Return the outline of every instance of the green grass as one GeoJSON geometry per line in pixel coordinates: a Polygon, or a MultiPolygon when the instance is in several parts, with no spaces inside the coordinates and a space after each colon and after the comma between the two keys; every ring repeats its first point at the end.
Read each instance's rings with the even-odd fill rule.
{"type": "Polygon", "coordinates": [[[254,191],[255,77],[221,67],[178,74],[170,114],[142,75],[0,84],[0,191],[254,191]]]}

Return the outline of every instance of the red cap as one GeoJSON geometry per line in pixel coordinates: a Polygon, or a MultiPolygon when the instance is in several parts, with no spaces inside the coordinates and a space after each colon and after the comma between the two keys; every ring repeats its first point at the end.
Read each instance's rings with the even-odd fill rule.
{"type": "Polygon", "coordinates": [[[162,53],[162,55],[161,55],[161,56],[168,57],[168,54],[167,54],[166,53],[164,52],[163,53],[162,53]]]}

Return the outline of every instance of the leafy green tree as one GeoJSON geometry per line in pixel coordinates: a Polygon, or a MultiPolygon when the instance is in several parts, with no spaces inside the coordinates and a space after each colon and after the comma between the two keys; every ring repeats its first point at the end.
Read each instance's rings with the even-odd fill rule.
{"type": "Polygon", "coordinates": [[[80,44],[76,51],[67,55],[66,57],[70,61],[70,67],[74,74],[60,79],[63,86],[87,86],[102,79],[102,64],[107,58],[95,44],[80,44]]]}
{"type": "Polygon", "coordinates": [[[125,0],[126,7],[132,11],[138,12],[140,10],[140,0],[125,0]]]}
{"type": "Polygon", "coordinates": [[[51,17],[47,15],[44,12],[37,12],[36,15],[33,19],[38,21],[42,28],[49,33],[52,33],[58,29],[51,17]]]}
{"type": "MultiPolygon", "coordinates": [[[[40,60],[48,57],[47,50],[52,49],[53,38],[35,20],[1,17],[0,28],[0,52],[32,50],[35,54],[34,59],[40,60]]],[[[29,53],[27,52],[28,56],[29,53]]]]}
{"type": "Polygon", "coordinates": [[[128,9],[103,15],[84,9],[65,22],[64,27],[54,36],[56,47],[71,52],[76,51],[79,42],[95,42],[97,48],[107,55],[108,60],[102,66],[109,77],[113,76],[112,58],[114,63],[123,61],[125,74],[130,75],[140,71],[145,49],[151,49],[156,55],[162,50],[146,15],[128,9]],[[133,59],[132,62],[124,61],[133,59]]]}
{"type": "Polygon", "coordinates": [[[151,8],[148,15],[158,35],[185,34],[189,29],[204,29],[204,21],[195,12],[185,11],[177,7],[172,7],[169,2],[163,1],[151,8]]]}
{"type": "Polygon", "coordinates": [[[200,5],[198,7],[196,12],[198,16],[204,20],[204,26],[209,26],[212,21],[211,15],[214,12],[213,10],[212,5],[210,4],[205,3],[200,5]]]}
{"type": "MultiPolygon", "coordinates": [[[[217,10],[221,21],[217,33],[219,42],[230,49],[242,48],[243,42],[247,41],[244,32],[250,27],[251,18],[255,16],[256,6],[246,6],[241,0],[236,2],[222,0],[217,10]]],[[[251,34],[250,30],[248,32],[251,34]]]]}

########

Extract each line from the entries above that contains the string "comma". The match is case-sensitive.

▶ [EXERCISE OUTPUT]
Return the outline of every instance of the green grass as one GeoJSON geometry per line in pixel coordinates: a Polygon, or a MultiPolygon when the instance is in several parts, with no spaces inside the coordinates and a space after each colon and after the comma between the two keys; every ring repeats its first point at the end.
Return the outline of every instance of the red cap as one GeoJSON geometry per line in pixel coordinates: a Polygon, or a MultiPolygon when the instance is in several parts, with no spaces inside the coordinates and a space after each colon and after the comma between the two keys; every ring repeats its first point at the end.
Return the outline of every instance of the leafy green tree as one GeoJSON geometry per line in pixel coordinates: a Polygon, or a MultiPolygon when the instance is in several parts, with no spaces inside the coordinates and a space after each colon and after the comma between the two keys; every ring repeats its first point at the end.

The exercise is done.